Data extract —
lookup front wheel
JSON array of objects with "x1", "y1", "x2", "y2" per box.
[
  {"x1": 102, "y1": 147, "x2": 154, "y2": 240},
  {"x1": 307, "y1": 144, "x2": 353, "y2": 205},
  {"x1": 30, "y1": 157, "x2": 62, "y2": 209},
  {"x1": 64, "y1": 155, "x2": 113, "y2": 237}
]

Problem details — In full and without error, restate the data.

Problem solution —
lookup front wheel
JSON array of objects with "x1", "y1", "x2", "y2" per box.
[
  {"x1": 102, "y1": 147, "x2": 154, "y2": 240},
  {"x1": 307, "y1": 144, "x2": 353, "y2": 205},
  {"x1": 30, "y1": 157, "x2": 62, "y2": 209},
  {"x1": 64, "y1": 155, "x2": 113, "y2": 237}
]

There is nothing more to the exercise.